- _Instructions to follow_:
All entries should be copied exactly, none left out.

Segment Start: Given data

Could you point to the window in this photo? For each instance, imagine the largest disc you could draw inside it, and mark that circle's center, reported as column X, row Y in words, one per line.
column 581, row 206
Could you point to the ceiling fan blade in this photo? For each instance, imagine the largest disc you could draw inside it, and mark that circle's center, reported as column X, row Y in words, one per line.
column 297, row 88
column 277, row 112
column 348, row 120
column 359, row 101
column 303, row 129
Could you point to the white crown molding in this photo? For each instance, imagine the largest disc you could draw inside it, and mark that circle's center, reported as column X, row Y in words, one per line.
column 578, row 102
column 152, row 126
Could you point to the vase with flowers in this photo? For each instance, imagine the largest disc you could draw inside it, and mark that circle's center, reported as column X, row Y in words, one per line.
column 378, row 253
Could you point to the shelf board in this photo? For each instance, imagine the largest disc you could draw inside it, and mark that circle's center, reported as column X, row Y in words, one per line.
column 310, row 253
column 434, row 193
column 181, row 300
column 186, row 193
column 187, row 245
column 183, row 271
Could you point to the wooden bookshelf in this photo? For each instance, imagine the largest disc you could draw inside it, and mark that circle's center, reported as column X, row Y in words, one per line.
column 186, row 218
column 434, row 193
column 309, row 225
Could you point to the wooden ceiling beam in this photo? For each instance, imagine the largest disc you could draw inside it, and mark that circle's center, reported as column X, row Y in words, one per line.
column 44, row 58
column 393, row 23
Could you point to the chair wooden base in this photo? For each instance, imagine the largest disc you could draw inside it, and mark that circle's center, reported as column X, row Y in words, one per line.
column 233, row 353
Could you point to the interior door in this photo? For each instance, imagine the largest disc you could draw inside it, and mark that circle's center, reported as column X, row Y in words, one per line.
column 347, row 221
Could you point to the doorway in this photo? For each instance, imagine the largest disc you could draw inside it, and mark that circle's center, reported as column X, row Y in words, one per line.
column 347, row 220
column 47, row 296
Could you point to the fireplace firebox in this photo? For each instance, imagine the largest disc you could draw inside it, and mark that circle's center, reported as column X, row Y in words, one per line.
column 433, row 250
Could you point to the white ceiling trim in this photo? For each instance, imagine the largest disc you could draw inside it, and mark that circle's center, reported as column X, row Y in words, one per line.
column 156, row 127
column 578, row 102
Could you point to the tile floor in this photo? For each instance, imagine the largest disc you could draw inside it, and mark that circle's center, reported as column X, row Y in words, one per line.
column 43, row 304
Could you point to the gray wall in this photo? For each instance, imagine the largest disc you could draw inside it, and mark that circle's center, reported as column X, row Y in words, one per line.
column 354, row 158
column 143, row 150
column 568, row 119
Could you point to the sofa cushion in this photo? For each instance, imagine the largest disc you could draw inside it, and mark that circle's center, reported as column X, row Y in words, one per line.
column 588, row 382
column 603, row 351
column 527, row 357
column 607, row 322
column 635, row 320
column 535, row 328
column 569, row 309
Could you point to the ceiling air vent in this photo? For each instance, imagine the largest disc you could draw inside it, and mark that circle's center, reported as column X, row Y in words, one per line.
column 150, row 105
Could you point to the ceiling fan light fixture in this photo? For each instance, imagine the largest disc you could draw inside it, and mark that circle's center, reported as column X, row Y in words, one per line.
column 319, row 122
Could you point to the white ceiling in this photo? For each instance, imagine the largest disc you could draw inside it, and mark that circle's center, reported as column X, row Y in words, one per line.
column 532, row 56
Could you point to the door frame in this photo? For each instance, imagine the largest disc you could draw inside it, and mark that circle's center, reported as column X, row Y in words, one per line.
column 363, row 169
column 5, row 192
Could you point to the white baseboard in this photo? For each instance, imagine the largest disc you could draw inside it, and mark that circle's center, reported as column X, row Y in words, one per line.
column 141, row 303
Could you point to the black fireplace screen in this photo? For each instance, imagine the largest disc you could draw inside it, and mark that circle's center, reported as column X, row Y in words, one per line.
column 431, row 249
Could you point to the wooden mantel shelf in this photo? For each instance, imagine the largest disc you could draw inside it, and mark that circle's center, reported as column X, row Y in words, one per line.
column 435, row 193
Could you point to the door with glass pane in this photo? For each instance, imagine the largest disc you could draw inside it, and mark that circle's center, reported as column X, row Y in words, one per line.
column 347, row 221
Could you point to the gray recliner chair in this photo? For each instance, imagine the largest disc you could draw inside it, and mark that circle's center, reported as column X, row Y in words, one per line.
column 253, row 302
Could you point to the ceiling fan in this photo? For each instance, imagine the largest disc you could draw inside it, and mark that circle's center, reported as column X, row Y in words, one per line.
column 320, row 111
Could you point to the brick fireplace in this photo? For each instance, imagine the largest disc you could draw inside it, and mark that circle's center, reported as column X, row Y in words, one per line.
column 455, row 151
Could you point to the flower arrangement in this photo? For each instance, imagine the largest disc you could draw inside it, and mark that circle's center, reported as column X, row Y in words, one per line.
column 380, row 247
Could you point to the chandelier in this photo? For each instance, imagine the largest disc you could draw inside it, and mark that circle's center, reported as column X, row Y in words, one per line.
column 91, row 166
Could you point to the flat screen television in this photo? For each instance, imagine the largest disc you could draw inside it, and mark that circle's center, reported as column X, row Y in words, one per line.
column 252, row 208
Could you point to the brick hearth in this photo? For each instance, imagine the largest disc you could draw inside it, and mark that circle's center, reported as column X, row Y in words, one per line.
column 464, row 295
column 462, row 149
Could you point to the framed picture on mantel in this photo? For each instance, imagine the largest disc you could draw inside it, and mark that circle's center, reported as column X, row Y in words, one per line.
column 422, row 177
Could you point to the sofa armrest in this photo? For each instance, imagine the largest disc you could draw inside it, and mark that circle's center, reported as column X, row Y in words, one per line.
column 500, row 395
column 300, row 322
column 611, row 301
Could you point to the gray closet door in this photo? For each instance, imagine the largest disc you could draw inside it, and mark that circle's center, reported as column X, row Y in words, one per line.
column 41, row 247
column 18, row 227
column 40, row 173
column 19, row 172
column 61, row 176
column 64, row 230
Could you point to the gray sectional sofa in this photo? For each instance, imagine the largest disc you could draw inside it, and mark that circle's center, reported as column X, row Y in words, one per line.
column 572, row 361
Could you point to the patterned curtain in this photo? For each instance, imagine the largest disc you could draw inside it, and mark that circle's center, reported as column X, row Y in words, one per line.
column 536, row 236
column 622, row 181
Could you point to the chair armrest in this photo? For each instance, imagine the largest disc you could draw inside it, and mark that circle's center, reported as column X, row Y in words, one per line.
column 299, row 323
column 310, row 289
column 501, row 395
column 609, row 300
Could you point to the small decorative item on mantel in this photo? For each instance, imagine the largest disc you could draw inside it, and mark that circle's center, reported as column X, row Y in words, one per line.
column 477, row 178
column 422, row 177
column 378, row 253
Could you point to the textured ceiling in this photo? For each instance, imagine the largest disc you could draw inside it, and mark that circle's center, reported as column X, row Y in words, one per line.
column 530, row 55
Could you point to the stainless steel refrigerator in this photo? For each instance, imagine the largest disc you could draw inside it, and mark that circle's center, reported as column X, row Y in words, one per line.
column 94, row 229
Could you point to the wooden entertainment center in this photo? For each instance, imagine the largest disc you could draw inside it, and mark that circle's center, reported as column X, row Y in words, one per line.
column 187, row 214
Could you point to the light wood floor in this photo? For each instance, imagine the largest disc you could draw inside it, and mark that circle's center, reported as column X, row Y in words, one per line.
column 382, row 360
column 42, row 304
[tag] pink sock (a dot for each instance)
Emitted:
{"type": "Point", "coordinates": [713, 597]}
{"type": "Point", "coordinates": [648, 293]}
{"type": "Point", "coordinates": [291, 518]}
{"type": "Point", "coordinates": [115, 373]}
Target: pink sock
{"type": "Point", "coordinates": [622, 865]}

Segment End: Given data

- _Solution below_:
Could you point to the window in this photo? For each instance, imagine the largest disc you could draw inside it, and mark that circle's center, reported as column X, row Y in words, one per line.
column 581, row 206
Could you point to the ceiling fan blade in this photo? For each instance, imagine the largest disc you could draw inside it, and mark that circle's center, reported as column X, row Y in words, one per line.
column 297, row 88
column 277, row 112
column 348, row 120
column 359, row 101
column 303, row 129
Could you point to the white crown molding in this photo? For each instance, imagine the largest disc you could draw inside it, and mark that circle's center, reported as column X, row Y in words, one per line.
column 578, row 102
column 152, row 126
Could you point to the vase with flowers in this photo? For each instance, imagine the largest disc you could draw inside it, and mark that circle's center, reported as column X, row Y in words, one per line.
column 378, row 253
Could you point to the shelf board in this photo? For each instance, imagine the largest disc you could draw inside it, and mark that circle's center, reported as column X, row Y in words, one per line.
column 310, row 253
column 434, row 193
column 181, row 300
column 186, row 193
column 187, row 245
column 183, row 271
Could you point to the wooden bookshelf in this photo? For each instance, imagine the largest disc you could draw inside it, and mark that circle's center, reported as column X, row Y in words, one per line.
column 186, row 218
column 434, row 193
column 309, row 225
Could you point to the wooden ceiling beam in this photo? For each instance, imagine the largest disc you could draw inside it, and mark that circle's center, reported as column X, row Y in words, one per line.
column 44, row 58
column 393, row 23
Could you point to the chair wooden base in this photo? For each instance, imagine the largest disc you could draw inside it, and mark that circle's center, reported as column X, row Y in words, one per line.
column 233, row 353
Could you point to the interior door in this photo? For each instance, imagine the largest disc you could draw inside it, and mark that circle's center, reported as column X, row Y in words, one per line.
column 347, row 221
Could you point to the doorway in this photo? For each instance, imagine the largest disc you could draw inside it, and mark that circle's center, reported as column X, row Y in words, one per line.
column 347, row 220
column 47, row 296
Could you point to the fireplace firebox in this photo? For each instance, imagine the largest disc you could draw inside it, and mark that circle's center, reported as column X, row Y in words, one per line.
column 433, row 250
Could you point to the white ceiling trim in this photo? For each instance, imagine the largest disc you could draw inside it, and mark that circle's center, reported as column X, row Y in words, one per line.
column 156, row 127
column 578, row 102
Could you point to the tile floor in this photo? For each instance, imagine the largest disc you could draw inside it, and mark that circle's center, reported as column X, row Y in words, one per line.
column 43, row 304
Could you point to the gray wall in this photo? For each instance, imagine the largest disc you could draw inside it, and mark that circle's center, reported as column X, row Y in words, one per line.
column 354, row 158
column 143, row 150
column 568, row 119
Could you point to the sofa cushion in this photo? For each instance, imagine the largest disc you could draw inside it, and mark that circle's center, reported as column X, row Y in words, one per line.
column 588, row 382
column 603, row 351
column 527, row 357
column 607, row 322
column 635, row 320
column 535, row 328
column 569, row 309
Could you point to the ceiling air vent in this photo? For each instance, imagine the largest disc you could draw inside it, and mark that circle's center, reported as column X, row Y in words, one per line.
column 150, row 105
Could you point to the ceiling fan light fixture in this photo? For each instance, imagine the largest disc you could draw inside it, and mark that circle's center, reported as column X, row Y in words, one per line.
column 319, row 122
Could you point to the white ceiling in this photo? For each instance, imagine the largest disc you could draw inside it, and mark that circle's center, reported as column X, row Y in words, one per line.
column 532, row 56
Could you point to the door frame in this photo? For each instance, imagine the largest disc you could draw inside it, and mark that circle's center, reported as column X, row Y in words, one per line.
column 363, row 169
column 5, row 192
Could you point to the white baseboard in this photo? For each instance, imagine the largest disc you could draw inside it, and mark that circle's center, reported as column X, row Y in words, one per line.
column 141, row 303
Could you point to the black fireplace screen in this photo? For each instance, imagine the largest disc you could draw inside it, and mark that circle's center, reported as column X, row Y in words, one per line.
column 431, row 249
Could you point to the wooden mantel shelf in this photo? For each instance, imagine the largest disc you could draw inside it, and mark that circle's center, reported as column X, row Y in words, one per line.
column 435, row 193
Could you point to the door with glass pane in this photo? For each instance, imagine the largest disc you could draw inside it, and mark that circle's center, reported as column X, row Y in words, one per line.
column 347, row 221
Could you point to the gray recliner chair in this photo? For each instance, imagine the largest disc you could draw inside it, and mark that circle's center, reported as column X, row Y in words, one per line.
column 253, row 302
Could you point to the ceiling fan in this photo? For each instance, imagine the largest disc you could draw inside it, and mark that circle's center, reported as column X, row Y in words, one per line.
column 320, row 111
Could you point to the brick fireplace in this photo? For each instance, imagine the largest disc you could draw inside it, and mark that circle's center, reported as column X, row Y in words, one per line.
column 455, row 151
Could you point to the flower arrangement in this photo? For each instance, imagine the largest disc you could draw inside it, and mark that circle's center, reported as column X, row Y in words, one per line.
column 380, row 247
Could you point to the chandelier in this photo? For each instance, imagine the largest disc you could draw inside it, and mark that circle's center, reported as column X, row Y in words, one per line.
column 91, row 166
Could you point to the flat screen television in this photo? For each instance, imagine the largest disc you could draw inside it, and mark that circle's center, reported as column X, row Y in words, one per line.
column 252, row 208
Could you point to the brick hearth in this photo? For each instance, imagine the largest disc you could draw inside it, and mark that circle's center, reported as column X, row Y in words, one per line.
column 464, row 295
column 462, row 149
Could you point to the framed picture on mantel in this photo? For each instance, imagine the largest disc you could draw inside it, and mark that circle's center, reported as column X, row Y in words, one per line.
column 422, row 177
Could you point to the sofa armrest in this photo? For each instance, imagine the largest disc you could draw inside it, and mark that circle's center, reported as column X, row Y in words, one per line.
column 500, row 395
column 300, row 322
column 611, row 301
Could you point to the gray closet door in this photo? For each instance, imagine the largest disc you could draw inside it, and mark that circle's center, reported as column X, row Y in words, one per line.
column 41, row 247
column 18, row 227
column 40, row 173
column 19, row 172
column 61, row 176
column 64, row 230
Could you point to the gray sectional sofa in this photo? For each instance, imagine the largest disc you could draw inside it, and mark that circle's center, reported as column X, row Y in words, one per line.
column 572, row 361
Could you point to the patterned curtain in this photo? For each instance, imagine the largest disc you could draw inside it, and mark that circle's center, reported as column X, row Y in words, one per line.
column 536, row 236
column 622, row 181
Could you point to the chair armrest in this photo? For each instance, imagine the largest disc you could draw inside it, and mark that circle's center, reported as column X, row Y in words, one per line.
column 299, row 323
column 310, row 289
column 501, row 395
column 609, row 300
Could you point to the small decorative item on mantel in this photo? For each instance, imagine the largest disc you could draw inside it, and mark that circle's center, reported as column X, row Y in words, one per line.
column 477, row 178
column 422, row 177
column 378, row 253
Could you point to the textured ceiling in this photo? For each instance, imagine the largest disc you could draw inside it, and mark that circle's center, reported as column X, row Y in words, one per line.
column 530, row 55
Could you point to the stainless steel refrigerator in this photo? For each instance, imagine the largest disc you could draw inside it, and mark that circle's center, reported as column X, row Y in words, one per line.
column 94, row 229
Could you point to the wooden entertainment center in this photo? For each instance, imagine the largest disc you could draw inside it, and mark that circle's center, reported as column X, row Y in words, one per line.
column 187, row 214
Could you point to the light wood floor in this photo? For each instance, imagine the largest disc you could draw inside it, and mark that circle's center, reported as column X, row Y in words, one per line.
column 382, row 360
column 42, row 304
[tag] pink sock (a dot for each instance)
Emitted:
{"type": "Point", "coordinates": [713, 597]}
{"type": "Point", "coordinates": [648, 293]}
{"type": "Point", "coordinates": [291, 518]}
{"type": "Point", "coordinates": [115, 373]}
Target: pink sock
{"type": "Point", "coordinates": [622, 865]}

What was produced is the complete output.